### [Reading text]
Ecuador will cut $1 billion in spending, sell gold reserves, before seeking new loans, Noboa says

Dec 18, 2023 | 0 comments

Ecuador’s new government will cut $1 billion in spending to deal with “brutal inefficiency” before potentially seeking loans from multilateral organizations, and raise some $300 million by selling gold reserves, President Daniel Noboa said in an interview on Friday.

President Daniel Noboa

Noboa took office last month on promises to create jobs, especially for young people, and boost investment for the struggling economy through urgent legislative reforms.

The South American country has seen a sharp uptick in violence on the streets and in prisons, which officials blame on drug trafficking gangs who move narcotics from Colombia and Peru through Ecuador.

High international prices make it the right time to sell some of Ecuador’s gold reserves to fund the needs of regional and local governments, Noboa, 36, said during an interview at the presidential palace in Quito. “It’s not to lower reserves, but instead for the profit it will generate for the central bank,” Noboa said. “A small percentage could generate additional profits of $300 million, which will serve to attend to the level of urgency we have with local governments.”

About $2.2 billion of the country’s $5 billion in international reserves are in gold, according to the central bank.

A spending restructuring will also save some $1 billion next year, he said, adding that his government will slash costs before maybe seeking loans from organizations like the International Monetary Fund (IMF). “We’ve talked (with the IMF) and one of things we are in agreement on is the efficiency of public spending and reducing it by at least $1 billion in 2024,” Noboa said. “We are at a level of brutal inefficiency.”

Savings will come from spending cuts and reassignments of ministerial staff, he said, “which will clearly lower the deficit and also help us access international markets.”

Ecuador finalized a $6.5 billion loan program with the IMF late last year and Noboa has said he will balance foreign debt obligations of some $47.4 billion with the needs of Ecuadoreans.

### [Provided data]
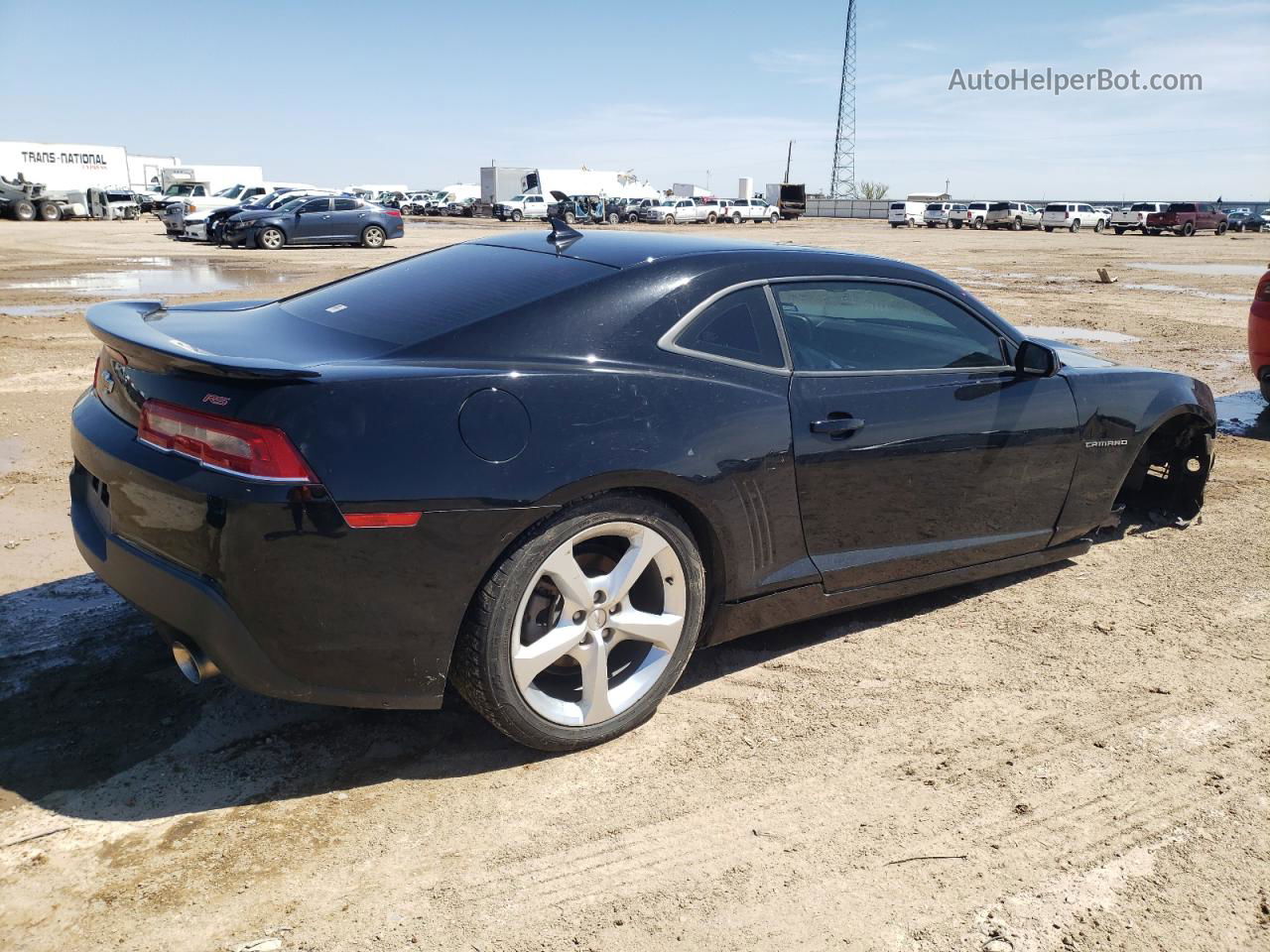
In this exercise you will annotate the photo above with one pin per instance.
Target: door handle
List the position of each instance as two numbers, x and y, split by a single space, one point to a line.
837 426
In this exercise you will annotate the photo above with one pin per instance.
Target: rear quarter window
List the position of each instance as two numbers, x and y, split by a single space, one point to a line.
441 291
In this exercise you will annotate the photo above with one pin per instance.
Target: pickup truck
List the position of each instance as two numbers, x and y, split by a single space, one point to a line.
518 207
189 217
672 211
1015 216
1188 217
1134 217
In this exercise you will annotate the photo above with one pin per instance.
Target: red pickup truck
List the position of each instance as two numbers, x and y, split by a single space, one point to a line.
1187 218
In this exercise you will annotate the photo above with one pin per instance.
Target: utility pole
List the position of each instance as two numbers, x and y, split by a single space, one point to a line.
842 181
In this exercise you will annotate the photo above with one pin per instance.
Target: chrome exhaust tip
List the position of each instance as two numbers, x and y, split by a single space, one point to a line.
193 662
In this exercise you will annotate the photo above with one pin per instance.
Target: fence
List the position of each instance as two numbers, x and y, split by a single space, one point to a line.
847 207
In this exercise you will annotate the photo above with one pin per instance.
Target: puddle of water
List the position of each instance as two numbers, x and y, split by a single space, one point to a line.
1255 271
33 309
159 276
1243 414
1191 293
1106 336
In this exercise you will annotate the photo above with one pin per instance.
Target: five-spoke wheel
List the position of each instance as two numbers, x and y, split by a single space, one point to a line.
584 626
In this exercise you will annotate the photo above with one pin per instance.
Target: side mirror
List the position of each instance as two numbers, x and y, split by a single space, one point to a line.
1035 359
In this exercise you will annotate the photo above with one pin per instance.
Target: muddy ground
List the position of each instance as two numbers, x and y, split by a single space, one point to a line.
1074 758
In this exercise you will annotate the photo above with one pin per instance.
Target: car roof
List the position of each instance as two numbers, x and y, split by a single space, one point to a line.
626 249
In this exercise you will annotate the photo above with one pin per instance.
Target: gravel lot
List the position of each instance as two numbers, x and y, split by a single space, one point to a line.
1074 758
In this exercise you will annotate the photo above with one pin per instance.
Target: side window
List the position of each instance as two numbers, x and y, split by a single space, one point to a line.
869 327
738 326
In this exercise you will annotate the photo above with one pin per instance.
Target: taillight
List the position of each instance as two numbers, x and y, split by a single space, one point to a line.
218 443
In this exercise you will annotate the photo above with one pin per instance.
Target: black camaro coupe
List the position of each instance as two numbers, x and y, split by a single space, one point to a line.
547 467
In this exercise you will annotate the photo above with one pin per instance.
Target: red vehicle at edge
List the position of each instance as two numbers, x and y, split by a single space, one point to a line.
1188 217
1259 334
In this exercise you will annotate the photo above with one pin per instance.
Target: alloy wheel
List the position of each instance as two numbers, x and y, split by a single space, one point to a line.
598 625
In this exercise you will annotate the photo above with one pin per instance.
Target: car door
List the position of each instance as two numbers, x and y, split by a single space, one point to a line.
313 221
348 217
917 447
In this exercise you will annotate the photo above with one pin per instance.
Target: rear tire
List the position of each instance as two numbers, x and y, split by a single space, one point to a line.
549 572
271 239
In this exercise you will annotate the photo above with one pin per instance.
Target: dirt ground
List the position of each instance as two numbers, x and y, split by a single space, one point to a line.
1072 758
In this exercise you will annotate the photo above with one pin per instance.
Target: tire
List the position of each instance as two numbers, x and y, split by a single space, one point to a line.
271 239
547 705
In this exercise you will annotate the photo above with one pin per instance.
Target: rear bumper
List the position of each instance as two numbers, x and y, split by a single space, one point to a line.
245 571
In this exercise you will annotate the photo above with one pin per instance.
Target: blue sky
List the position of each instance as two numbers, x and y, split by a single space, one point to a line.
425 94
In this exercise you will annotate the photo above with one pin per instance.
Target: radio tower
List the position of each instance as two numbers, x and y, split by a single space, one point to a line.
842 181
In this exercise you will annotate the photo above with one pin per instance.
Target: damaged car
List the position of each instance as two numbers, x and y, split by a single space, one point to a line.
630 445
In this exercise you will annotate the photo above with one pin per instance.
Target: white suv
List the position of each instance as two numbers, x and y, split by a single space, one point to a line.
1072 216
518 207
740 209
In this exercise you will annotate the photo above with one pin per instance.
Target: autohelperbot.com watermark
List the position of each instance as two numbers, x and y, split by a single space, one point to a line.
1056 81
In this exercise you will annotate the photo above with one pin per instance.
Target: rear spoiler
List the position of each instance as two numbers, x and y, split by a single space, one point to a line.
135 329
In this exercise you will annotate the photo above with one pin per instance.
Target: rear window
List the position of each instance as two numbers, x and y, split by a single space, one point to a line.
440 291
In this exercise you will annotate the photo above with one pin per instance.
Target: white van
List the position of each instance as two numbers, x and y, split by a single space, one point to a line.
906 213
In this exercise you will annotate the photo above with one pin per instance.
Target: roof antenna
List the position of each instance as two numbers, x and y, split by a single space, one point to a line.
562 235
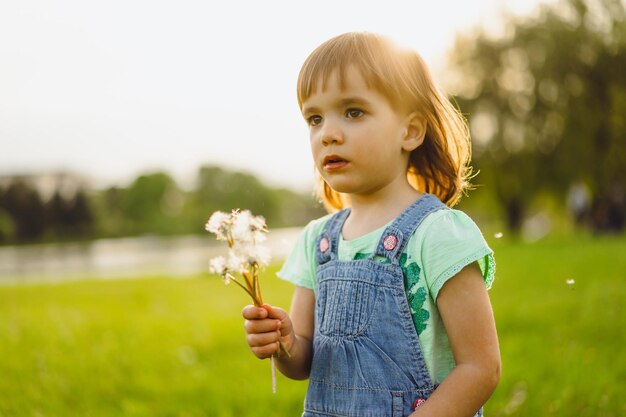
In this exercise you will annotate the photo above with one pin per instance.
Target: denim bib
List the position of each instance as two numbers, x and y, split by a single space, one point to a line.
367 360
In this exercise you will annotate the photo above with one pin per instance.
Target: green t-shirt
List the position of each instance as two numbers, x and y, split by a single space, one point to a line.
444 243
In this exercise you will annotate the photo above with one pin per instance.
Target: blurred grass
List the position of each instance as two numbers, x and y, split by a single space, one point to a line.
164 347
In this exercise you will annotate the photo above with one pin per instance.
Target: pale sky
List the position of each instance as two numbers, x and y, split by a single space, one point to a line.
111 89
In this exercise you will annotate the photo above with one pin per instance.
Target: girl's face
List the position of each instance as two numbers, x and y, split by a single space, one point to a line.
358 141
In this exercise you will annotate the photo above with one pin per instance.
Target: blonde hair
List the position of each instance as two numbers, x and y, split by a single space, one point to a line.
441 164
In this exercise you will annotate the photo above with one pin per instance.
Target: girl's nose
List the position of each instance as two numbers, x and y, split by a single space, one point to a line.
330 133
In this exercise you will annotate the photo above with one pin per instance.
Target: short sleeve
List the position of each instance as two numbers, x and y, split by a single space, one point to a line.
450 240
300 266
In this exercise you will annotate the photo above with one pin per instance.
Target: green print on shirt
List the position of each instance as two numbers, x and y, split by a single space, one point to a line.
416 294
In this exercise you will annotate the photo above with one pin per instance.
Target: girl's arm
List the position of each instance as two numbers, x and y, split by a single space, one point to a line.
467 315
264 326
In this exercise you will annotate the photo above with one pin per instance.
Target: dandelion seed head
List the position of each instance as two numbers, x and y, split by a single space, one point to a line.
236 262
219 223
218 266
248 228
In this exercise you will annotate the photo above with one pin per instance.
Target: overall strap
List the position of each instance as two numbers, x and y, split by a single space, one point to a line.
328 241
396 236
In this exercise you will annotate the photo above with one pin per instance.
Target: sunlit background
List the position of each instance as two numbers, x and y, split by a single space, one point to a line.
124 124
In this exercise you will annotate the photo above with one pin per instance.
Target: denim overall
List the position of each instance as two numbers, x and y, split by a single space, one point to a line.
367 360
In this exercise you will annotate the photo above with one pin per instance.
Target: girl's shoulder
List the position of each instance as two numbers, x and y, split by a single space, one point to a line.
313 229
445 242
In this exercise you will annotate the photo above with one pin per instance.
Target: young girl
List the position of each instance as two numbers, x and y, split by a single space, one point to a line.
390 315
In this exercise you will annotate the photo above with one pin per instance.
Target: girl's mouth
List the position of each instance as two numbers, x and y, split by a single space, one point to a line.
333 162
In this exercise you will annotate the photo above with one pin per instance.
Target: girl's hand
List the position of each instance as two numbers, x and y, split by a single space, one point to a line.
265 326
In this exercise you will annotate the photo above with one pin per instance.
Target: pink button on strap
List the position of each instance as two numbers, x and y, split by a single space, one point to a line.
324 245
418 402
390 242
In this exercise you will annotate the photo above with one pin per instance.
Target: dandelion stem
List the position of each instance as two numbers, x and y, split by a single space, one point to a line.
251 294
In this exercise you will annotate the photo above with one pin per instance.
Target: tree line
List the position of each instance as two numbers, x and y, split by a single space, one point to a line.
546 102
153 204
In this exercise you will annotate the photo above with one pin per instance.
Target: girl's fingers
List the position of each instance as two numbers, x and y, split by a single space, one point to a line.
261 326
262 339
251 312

### [Tasks for this exercise]
- a) Please summarize the article on Ecuador's spending plans in two sentences.
- b) Copy out the stretch of the article on Ecuador's spending plans from "About $2.2 billion" through "needs of Ecuadoreans.".

### [Solutions to the tasks]
- a) President Daniel Noboa said Ecuador's new government will cut $1 billion in spending in 2024 to deal with "brutal inefficiency" before possibly seeking loans from organizations such as the International Monetary Fund. He also said that, with international prices high, selling a small percentage of the country's gold reserves could generate about $300 million in profits to address the urgent needs of regional and local governments.

- b)
About $2.2 billion of the country’s $5 billion in international reserves are in gold, according to the central bank.

A spending restructuring will also save some $1 billion next year, he said, adding that his government will slash costs before maybe seeking loans from organizations like the International Monetary Fund (IMF). “We’ve talked (with the IMF) and one of things we are in agreement on is the efficiency of public spending and reducing it by at least $1 billion in 2024,” Noboa said. “We are at a level of brutal inefficiency.”

Savings will come from spending cuts and reassignments of ministerial staff, he said, “which will clearly lower the deficit and also help us access international markets.”

Ecuador finalized a $6.5 billion loan program with the IMF late last year and Noboa has said he will balance foreign debt obligations of some $47.4 billion with the needs of Ecuadoreans.